WHAT THE EXERCISE ASKS | Transcribe the records in full.

RECORDS FOR THIS TASK |
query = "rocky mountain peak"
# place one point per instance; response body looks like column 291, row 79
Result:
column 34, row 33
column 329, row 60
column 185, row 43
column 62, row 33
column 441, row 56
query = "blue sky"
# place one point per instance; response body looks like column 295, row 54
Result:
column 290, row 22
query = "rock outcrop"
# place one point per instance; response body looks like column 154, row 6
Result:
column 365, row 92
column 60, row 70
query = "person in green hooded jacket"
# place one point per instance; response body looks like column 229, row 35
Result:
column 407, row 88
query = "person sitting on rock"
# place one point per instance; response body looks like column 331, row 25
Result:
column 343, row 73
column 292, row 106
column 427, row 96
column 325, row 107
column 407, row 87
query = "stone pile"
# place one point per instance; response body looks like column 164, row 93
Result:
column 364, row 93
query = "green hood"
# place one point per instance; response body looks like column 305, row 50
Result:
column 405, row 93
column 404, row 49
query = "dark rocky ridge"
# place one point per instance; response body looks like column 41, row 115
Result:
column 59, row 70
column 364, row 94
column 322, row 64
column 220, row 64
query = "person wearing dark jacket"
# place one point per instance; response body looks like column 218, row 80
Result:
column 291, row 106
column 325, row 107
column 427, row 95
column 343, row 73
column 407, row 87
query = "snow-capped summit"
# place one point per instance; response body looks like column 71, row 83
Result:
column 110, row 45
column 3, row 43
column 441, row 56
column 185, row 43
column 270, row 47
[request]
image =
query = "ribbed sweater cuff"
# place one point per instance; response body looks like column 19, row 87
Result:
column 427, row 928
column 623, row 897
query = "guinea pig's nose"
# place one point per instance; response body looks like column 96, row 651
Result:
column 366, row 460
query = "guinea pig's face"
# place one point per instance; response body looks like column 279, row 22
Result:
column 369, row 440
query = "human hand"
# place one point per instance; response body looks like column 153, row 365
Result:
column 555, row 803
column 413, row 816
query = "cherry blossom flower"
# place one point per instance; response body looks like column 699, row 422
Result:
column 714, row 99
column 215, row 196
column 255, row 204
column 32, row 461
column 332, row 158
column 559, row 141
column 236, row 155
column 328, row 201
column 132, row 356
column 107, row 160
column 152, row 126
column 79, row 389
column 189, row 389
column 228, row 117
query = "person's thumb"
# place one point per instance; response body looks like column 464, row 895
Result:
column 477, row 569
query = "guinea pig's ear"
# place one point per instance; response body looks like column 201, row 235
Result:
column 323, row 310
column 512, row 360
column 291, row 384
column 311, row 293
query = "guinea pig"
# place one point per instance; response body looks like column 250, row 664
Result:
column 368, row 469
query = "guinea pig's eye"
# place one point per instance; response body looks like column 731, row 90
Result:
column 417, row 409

OUTPUT BELOW |
query = "rocky mountain peak"
# place one point per instance; response body looks like column 291, row 79
Result:
column 34, row 33
column 329, row 60
column 185, row 43
column 62, row 33
column 441, row 56
query = "blue sky"
# place one point per instance; response body looks like column 295, row 54
Result:
column 290, row 22
query = "rock outcrop"
# place one point per instance; response body looks like column 154, row 6
Result:
column 365, row 92
column 60, row 70
query = "person in green hooded jacket"
# place one point per instance; response body looks like column 229, row 35
Result:
column 407, row 88
query = "person sitting on rock"
# place one point per instance; response body looks like column 331, row 25
Result:
column 343, row 73
column 292, row 106
column 427, row 96
column 325, row 107
column 407, row 87
query = "stone pile"
# place one point per instance; response body looks like column 164, row 93
Result:
column 364, row 93
query = "green hood"
# place one point per instance; response body looks like column 305, row 50
Result:
column 405, row 93
column 404, row 49
query = "dark rocky ridge"
# place one point per instance; response body looks like column 41, row 115
Result:
column 59, row 70
column 364, row 94
column 322, row 64
column 220, row 64
query = "person wearing dark jacket"
# place one point per instance; response body looks like column 218, row 80
Result:
column 291, row 106
column 325, row 107
column 427, row 95
column 343, row 73
column 407, row 87
query = "snow-capped summit"
# place one point per instance; response body looks like column 71, row 83
Result:
column 110, row 45
column 3, row 43
column 441, row 56
column 185, row 43
column 270, row 47
[request]
image =
query = "ribbed sweater cuff"
# place one point per instance; response body looks like column 19, row 87
Result:
column 427, row 928
column 623, row 897
query = "guinea pig's nose"
# place one point per instance; response body looks like column 96, row 651
Result:
column 366, row 460
query = "guinea pig's face"
# place one point per instance; response body looks like column 279, row 22
Result:
column 369, row 440
query = "human hand"
# place one point per instance; response body looks like column 153, row 365
Result:
column 555, row 803
column 413, row 816
query = "cherry blossom flower"
# place one point per instance; response body looks like column 699, row 422
Result:
column 714, row 99
column 215, row 196
column 255, row 204
column 32, row 461
column 332, row 158
column 559, row 141
column 236, row 155
column 328, row 201
column 132, row 356
column 107, row 160
column 152, row 126
column 79, row 389
column 189, row 389
column 228, row 117
query = "person's thumb"
# place one point per instance; response body looks like column 464, row 895
Result:
column 477, row 569
query = "guinea pig's ear"
# place one point per instance; response body looks like column 201, row 235
Result:
column 323, row 310
column 512, row 360
column 291, row 384
column 311, row 293
query = "guinea pig"
# place one point per instance; response body looks like column 250, row 664
Result:
column 368, row 469
query = "guinea pig's eye"
# place one point per instance; response body looks like column 731, row 90
Result:
column 417, row 409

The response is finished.